== Article ==
Product information management (PIM): What is a PIM? Definition and Best Software (2022)
You’re excited. You’ve just announced to the team that your business is ready to launch an international expansion strategy next year. Of course, the localization and currencies problem is just a minor one …
“We’ll just set up another store, and we’re set,” one of your ecommerce managers says.
Then, a product manager speaks up: “How on earth are we going to manage two or three times the product information and coordinate everything without third-party logistics?”
Maybe you’ve already crossed that line.
You knew managing the product information manually would be a nightmare, so you decided to set an automated system up to do it. You launched internationally, but it’s been a year since implementation, and now it’s hitting the fan. Whether that situation describes where you’re at or merely hints at some of the looming challenges, now is the time to evaluate how you’re handling and implementing product information management.
You’re not alone.
What is a product information management (PIM) system?
Product information management (PIM) is system that manages product data in order to market and sell across various channels. It takes all product data from every distribution channel and centralizes it into one place.

== Data rows ==

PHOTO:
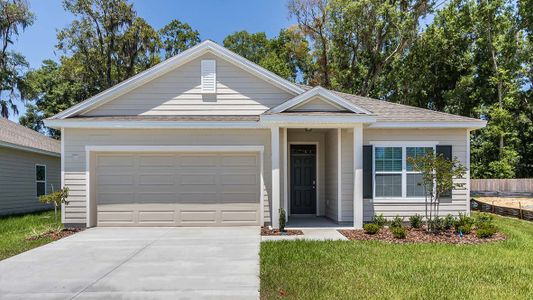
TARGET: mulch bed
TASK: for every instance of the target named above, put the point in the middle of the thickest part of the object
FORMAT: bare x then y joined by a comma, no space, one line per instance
420,236
267,231
55,234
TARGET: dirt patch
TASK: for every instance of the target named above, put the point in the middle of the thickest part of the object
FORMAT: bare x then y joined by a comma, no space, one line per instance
513,202
55,234
419,236
265,231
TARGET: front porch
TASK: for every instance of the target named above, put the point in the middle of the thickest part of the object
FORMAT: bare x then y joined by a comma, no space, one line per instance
317,176
314,222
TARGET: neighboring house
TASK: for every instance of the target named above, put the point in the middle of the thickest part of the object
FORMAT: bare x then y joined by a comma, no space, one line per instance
208,138
29,167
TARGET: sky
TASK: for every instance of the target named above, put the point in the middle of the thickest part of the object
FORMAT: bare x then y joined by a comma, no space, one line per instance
213,19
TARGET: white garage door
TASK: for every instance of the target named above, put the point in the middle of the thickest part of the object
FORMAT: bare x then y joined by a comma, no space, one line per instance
177,189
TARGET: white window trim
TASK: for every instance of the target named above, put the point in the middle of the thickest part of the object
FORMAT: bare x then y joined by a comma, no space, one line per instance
404,172
40,181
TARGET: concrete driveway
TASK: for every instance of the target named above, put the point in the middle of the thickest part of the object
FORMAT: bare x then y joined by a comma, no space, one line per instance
138,263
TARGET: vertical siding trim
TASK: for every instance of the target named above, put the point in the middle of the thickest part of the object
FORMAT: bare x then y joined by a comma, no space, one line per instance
62,160
468,172
274,144
339,175
358,176
285,174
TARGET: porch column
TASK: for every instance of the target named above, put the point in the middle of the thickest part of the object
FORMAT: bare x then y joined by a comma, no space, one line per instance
275,196
358,176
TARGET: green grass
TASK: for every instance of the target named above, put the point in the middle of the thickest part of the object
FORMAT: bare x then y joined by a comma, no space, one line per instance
362,270
15,229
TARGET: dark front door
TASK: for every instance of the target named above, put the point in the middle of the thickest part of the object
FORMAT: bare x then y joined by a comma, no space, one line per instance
303,179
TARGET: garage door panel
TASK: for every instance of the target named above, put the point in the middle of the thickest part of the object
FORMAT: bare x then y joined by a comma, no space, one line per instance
240,179
156,197
157,179
198,161
177,189
198,179
114,179
199,198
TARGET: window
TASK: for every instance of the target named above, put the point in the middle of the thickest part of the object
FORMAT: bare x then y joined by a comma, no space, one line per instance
388,166
414,179
40,179
209,76
393,176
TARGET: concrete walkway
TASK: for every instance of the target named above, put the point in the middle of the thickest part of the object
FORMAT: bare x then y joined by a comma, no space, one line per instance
138,263
312,234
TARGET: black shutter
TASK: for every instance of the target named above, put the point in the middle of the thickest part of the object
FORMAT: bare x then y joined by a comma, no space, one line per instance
446,152
367,172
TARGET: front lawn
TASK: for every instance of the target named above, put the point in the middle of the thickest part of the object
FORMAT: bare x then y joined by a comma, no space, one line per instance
370,269
14,231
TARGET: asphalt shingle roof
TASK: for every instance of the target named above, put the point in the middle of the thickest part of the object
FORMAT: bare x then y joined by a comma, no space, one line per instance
13,133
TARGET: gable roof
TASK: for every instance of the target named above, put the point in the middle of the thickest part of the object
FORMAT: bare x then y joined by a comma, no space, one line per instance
172,63
17,136
323,93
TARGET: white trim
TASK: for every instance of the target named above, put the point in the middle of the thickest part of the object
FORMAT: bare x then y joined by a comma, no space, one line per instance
403,172
339,175
438,124
317,173
285,173
29,149
322,92
275,196
139,148
403,143
62,172
467,171
358,177
306,121
45,181
149,124
172,63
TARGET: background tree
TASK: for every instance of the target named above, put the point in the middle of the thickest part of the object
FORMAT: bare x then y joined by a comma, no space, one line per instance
312,17
177,37
286,54
368,37
14,17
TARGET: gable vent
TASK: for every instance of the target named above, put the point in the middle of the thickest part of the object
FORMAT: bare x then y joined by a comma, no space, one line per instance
209,76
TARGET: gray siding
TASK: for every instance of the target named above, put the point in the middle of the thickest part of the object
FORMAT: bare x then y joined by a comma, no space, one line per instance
18,192
178,92
405,208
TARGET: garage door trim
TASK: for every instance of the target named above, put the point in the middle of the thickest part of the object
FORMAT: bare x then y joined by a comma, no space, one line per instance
91,209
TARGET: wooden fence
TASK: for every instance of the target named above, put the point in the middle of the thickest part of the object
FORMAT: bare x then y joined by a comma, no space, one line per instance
523,185
523,214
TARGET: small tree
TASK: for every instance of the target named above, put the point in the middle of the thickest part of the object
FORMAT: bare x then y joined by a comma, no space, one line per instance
282,218
57,198
438,175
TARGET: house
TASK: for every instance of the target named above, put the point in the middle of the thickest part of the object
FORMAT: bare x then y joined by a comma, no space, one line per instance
208,138
29,167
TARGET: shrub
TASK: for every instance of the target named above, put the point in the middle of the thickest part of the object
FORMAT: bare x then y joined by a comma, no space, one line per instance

== Short exercise ==
Write the next part of the product information management article, starting right after its last sentence.

== Written reply ==
Image via “Product Information Management: Theory and Practice” by Abraham Jorji
You and your team can edit and manage all of your product information at once from the PIM system’s interface (e.g., item numbers, references, catalogs, SKU data, images and videos, translations, localizations, documentation, etc.).
Your PIM solution could provide product information to all sorts of stakeholders, from internal business operations through to suppliers, manufacturers, wholesalers, and customers.
Many companies consider a PIM when they have thousands of products to manage, but even stores with a limited number of products may invest in a PIM system.
Despite a seemingly limited product count, they might have a high set of variables and customizations. Or, if they’re expanding internationally, they might set up multiple stores as part of their localization process.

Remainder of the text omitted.